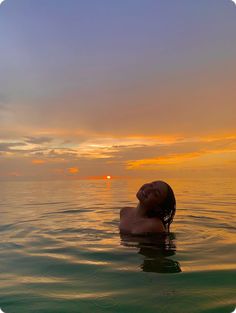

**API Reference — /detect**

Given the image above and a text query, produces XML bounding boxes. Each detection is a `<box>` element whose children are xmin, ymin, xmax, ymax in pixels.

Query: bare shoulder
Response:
<box><xmin>148</xmin><ymin>218</ymin><xmax>166</xmax><ymax>233</ymax></box>
<box><xmin>120</xmin><ymin>207</ymin><xmax>134</xmax><ymax>217</ymax></box>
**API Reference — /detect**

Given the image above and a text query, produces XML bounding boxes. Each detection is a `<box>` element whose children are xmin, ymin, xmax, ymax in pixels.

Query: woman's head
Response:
<box><xmin>136</xmin><ymin>181</ymin><xmax>176</xmax><ymax>229</ymax></box>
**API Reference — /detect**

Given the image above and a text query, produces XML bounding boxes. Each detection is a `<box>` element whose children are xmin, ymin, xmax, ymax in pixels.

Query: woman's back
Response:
<box><xmin>120</xmin><ymin>207</ymin><xmax>165</xmax><ymax>234</ymax></box>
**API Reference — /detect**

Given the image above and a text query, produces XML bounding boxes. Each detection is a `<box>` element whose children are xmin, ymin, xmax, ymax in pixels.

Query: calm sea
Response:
<box><xmin>0</xmin><ymin>178</ymin><xmax>236</xmax><ymax>313</ymax></box>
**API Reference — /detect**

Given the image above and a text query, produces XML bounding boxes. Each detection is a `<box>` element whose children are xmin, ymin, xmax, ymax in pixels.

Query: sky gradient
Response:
<box><xmin>0</xmin><ymin>0</ymin><xmax>236</xmax><ymax>180</ymax></box>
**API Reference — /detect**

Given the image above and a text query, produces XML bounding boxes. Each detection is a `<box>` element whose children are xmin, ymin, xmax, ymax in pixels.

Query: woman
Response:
<box><xmin>120</xmin><ymin>181</ymin><xmax>176</xmax><ymax>234</ymax></box>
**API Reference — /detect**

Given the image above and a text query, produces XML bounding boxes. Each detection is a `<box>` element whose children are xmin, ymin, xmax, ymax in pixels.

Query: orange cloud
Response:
<box><xmin>68</xmin><ymin>167</ymin><xmax>79</xmax><ymax>174</ymax></box>
<box><xmin>127</xmin><ymin>152</ymin><xmax>203</xmax><ymax>170</ymax></box>
<box><xmin>32</xmin><ymin>159</ymin><xmax>46</xmax><ymax>165</ymax></box>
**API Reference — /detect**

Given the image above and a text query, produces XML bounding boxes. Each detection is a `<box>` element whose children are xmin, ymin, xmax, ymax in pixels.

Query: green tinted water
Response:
<box><xmin>0</xmin><ymin>179</ymin><xmax>236</xmax><ymax>313</ymax></box>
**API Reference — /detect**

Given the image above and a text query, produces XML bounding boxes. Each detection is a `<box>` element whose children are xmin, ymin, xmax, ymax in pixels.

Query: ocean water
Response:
<box><xmin>0</xmin><ymin>178</ymin><xmax>236</xmax><ymax>313</ymax></box>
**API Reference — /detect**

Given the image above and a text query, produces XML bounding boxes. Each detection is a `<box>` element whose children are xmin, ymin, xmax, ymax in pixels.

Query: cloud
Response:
<box><xmin>25</xmin><ymin>137</ymin><xmax>52</xmax><ymax>145</ymax></box>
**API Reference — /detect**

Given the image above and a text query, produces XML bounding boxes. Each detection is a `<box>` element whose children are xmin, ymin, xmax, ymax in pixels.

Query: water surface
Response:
<box><xmin>0</xmin><ymin>179</ymin><xmax>236</xmax><ymax>313</ymax></box>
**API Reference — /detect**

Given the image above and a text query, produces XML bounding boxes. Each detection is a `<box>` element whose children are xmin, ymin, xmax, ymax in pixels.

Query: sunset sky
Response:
<box><xmin>0</xmin><ymin>0</ymin><xmax>236</xmax><ymax>180</ymax></box>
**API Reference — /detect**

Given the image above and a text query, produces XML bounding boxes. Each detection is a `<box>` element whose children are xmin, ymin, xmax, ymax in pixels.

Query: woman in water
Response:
<box><xmin>119</xmin><ymin>181</ymin><xmax>176</xmax><ymax>235</ymax></box>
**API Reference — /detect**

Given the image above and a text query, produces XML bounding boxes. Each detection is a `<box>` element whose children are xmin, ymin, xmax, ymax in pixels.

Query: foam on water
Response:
<box><xmin>0</xmin><ymin>179</ymin><xmax>236</xmax><ymax>313</ymax></box>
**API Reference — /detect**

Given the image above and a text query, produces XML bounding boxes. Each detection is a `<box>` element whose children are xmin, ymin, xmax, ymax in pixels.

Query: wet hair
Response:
<box><xmin>147</xmin><ymin>184</ymin><xmax>176</xmax><ymax>232</ymax></box>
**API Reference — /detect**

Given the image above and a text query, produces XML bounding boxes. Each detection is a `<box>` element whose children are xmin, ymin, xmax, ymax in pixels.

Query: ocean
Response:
<box><xmin>0</xmin><ymin>177</ymin><xmax>236</xmax><ymax>313</ymax></box>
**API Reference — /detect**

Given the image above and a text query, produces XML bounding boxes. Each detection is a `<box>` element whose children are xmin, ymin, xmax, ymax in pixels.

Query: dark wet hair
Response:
<box><xmin>147</xmin><ymin>184</ymin><xmax>176</xmax><ymax>232</ymax></box>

§ PROBLEM TO SOLVE: Filter the items above and copy out every line that contains the word "water". Case counts.

§ ANSWER FOR THE TASK:
Query: green tinted water
Query: ocean water
Query: water surface
Query: woman in water
Query: foam on water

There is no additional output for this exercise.